TEXT SEGMENT —
Jean Vigo directs the residents of Nice in France for this documentary montage of life in the seaside town.
Perfect length for what it is. Some neat surreal moments and sexualised shots. The carefree partying is brought into judgmental juxtaposition with the industrial work that goes on away from the riviera.
6
Perfect Double Bill: Berlin: Symphony of a Metropolis (1927)
Carol Reed directs Joseph Cotten, Alida Valli and Orson Welles in this Graham Greene scripted thriller about a pulp novelist who arrives in post-war Vienna to find his friend is dead and the story of his demise has an inconsistent third person involved.

DATA LINES —
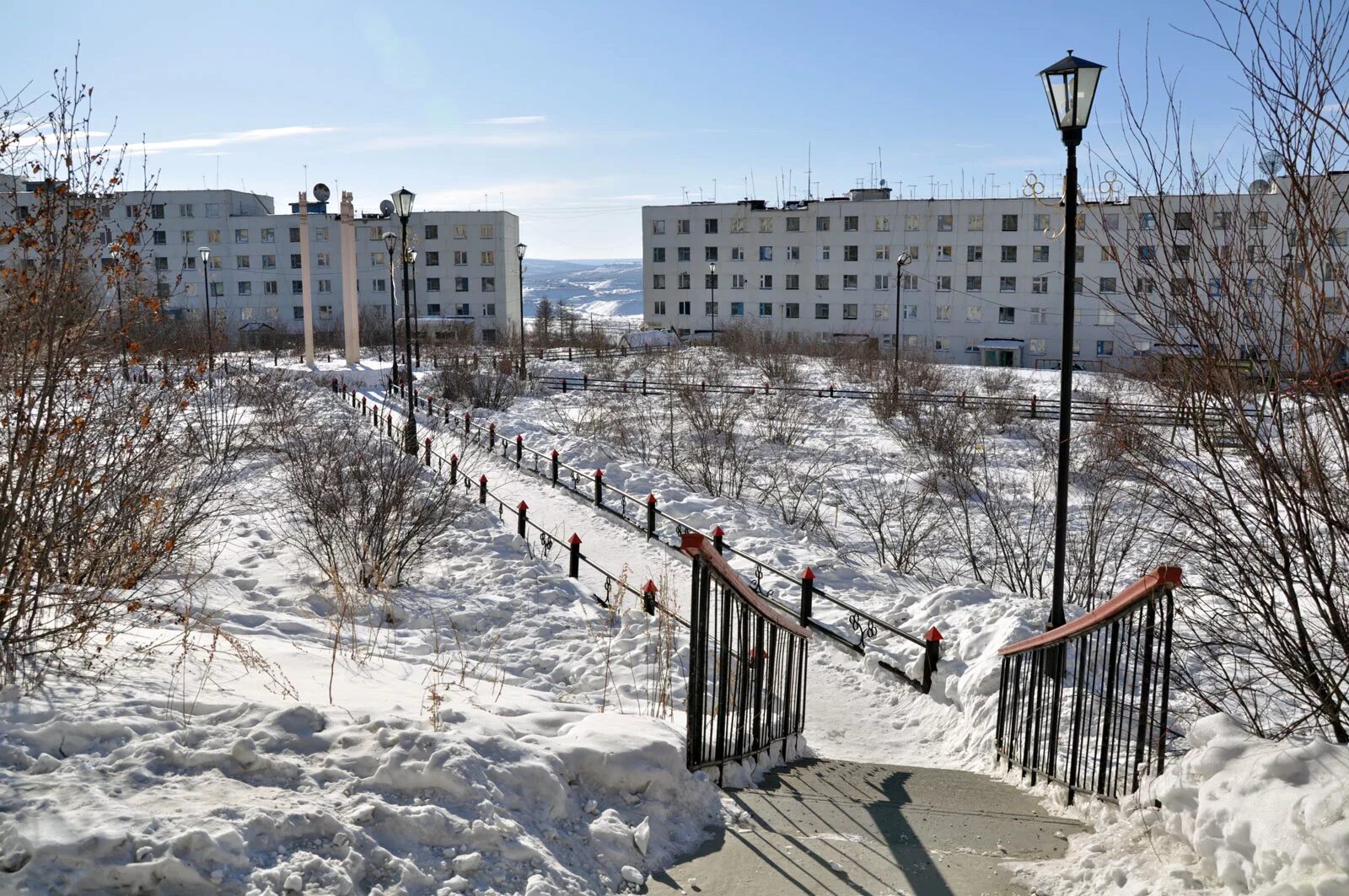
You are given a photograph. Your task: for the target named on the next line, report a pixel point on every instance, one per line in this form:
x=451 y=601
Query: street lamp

TASK REQUIREMENTS —
According to the film notes, which film makes a perfect double bill with the Jean Vigo documentary?

COMPLETED EXERCISE —
Berlin: Symphony of a Metropolis (1927)